══ Passage shown

Recent figures collected by online food retailer Muscle Food, show there has been a 877 percent increase in searches for gym anxiety.
And the stats speak for themselves; highlighting there is a current increase in feeling fearful of going to the gym.
But there are some simple tips people can do to try and ease the self-conscious feeling of intimidating, embarrassing themselves.
Offering up four main points to try and get people to overcome their initial fear, is expert personal trainer Dottie, who hopes she can help slimmers put aside their feelings of worry and anxiety when working out in public.
1. Don’t compare yourself to others
She pointed out the importance of not comparing yourself to other people, as training is specifically performed to get each individual closer to their own personal goal.
“A huge reminder before stepping into any fitness space, whether it be a class studio, a free-for-all gym floor or even an online group workout, is that you are there for your own reasons,” Dottie explains.
“You’ve had your own personal history with exercise both short and long-lived, you’ve possibly had, or still have injuries, other time commitments and priorities.
“Each individual is completely different so don’t feel pressured to follow something that doesn’t feel comfortable to you.”
2. Everyone was a beginner once
Another key worry for beginners especially, is not feeling like you “belong” in a gym environment.
But it’s very easy to forget that everyone has been a beginner at some point.
“TikTok is a great source for visual content on how to use gym equipment correctly but a great way to build confidence in the gym is to ask,” Dottie said, urging people not to fear working the variety of equipment on the gym floor.
“You’ll find that even the most seasoned gym-goers will be happy to help if you’re unsure how to use a piece of equipment, or better yet ask any of the gym staff for a hand they’re there to help.”
3. Don’t be afraid to adapt
She also reassures that adapting a workout to suit your needs and ability is not a step back.

════
══ Entries provided

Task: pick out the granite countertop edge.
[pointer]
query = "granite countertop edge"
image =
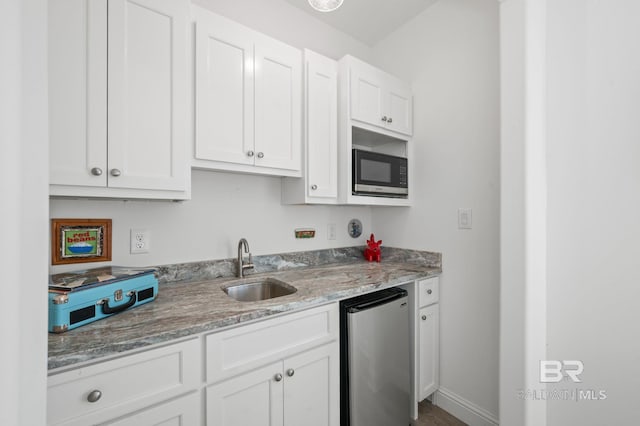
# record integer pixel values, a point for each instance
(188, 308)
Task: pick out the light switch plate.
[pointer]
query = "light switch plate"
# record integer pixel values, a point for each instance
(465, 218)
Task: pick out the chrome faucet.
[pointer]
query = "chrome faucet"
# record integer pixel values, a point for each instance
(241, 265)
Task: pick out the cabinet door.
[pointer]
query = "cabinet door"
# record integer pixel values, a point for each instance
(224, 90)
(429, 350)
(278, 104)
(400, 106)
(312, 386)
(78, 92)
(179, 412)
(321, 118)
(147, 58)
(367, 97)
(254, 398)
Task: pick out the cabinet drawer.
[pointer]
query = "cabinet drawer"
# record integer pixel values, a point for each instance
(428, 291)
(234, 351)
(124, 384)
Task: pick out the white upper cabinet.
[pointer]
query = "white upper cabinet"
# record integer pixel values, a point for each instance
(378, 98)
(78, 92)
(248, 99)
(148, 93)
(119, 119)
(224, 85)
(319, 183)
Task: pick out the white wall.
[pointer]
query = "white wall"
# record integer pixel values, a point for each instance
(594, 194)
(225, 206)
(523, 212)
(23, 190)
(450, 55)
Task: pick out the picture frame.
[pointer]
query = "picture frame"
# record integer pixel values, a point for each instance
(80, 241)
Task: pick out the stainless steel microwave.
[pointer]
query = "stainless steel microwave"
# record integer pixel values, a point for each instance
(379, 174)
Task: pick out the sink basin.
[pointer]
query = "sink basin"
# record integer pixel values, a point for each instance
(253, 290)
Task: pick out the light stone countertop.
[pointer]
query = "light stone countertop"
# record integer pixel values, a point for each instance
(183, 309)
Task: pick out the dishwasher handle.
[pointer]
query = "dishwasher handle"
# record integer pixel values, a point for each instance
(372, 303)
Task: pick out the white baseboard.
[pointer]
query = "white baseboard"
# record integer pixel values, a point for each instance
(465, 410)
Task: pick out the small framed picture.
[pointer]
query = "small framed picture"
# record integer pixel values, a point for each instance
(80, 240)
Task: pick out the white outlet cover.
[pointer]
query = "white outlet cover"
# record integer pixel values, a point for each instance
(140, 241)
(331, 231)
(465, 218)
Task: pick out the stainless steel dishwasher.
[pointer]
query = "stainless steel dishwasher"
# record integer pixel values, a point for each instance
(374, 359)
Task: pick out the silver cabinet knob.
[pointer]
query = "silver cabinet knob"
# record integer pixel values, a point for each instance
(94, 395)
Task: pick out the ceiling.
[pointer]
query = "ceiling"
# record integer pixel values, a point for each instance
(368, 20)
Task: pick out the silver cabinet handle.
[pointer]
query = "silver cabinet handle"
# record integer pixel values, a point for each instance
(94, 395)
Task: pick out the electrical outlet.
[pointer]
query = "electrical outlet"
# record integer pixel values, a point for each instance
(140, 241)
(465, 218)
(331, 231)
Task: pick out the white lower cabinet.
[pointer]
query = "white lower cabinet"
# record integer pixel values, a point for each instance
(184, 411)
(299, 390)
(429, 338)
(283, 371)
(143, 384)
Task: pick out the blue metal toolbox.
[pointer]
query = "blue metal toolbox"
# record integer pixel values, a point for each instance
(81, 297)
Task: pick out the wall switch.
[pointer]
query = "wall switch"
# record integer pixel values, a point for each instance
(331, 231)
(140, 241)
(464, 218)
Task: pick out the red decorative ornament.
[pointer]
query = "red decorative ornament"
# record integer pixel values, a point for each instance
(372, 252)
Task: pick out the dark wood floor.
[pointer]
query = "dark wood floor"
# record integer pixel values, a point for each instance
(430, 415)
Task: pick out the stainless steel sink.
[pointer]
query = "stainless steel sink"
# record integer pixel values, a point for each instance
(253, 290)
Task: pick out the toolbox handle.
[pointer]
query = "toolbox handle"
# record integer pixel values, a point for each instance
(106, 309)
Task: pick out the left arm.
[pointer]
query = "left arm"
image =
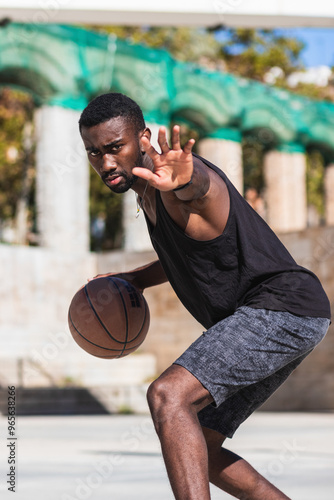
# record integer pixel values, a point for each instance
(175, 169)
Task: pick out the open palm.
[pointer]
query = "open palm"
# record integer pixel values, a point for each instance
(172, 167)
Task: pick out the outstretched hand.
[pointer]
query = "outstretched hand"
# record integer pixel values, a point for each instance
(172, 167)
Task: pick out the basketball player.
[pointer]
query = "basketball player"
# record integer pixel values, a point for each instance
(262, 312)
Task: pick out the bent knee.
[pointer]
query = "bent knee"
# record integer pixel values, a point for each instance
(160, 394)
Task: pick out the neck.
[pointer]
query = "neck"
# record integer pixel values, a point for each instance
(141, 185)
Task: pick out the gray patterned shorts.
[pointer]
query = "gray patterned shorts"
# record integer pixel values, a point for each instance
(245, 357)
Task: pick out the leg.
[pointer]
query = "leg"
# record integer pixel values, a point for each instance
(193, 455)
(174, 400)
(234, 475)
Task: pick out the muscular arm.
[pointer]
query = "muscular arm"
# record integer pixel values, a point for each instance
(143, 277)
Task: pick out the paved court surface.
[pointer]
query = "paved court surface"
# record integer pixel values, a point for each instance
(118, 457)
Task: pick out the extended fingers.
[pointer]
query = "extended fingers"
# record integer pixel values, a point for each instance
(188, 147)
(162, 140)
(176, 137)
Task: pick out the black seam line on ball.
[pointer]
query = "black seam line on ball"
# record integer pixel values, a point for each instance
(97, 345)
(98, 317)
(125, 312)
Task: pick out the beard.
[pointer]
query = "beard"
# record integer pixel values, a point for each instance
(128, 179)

════

Exercise tasks:
1/ By what percentage have searches for gym anxiety increased, according to the gym anxiety passage?
2/ Output the gym anxiety passage between "But it’s very" and "the gym floor.", inclusive.
3/ Can you rewrite the paragraph of the gym anxiety passage that begins "Offering up four main points" as one shorter sentence?
None of these records are used in this work.

Expected outputs:
1/ 877 percent.

2/
But it’s very easy to forget that everyone has been a beginner at some point.
“TikTok is a great source for visual content on how to use gym equipment correctly but a great way to build confidence in the gym is to ask,” Dottie said, urging people not to fear working the variety of equipment on the gym floor.

3/ Expert personal trainer Dottie offers four main points to help slimmers overcome their fear and set aside their worry and anxiety about working out in public.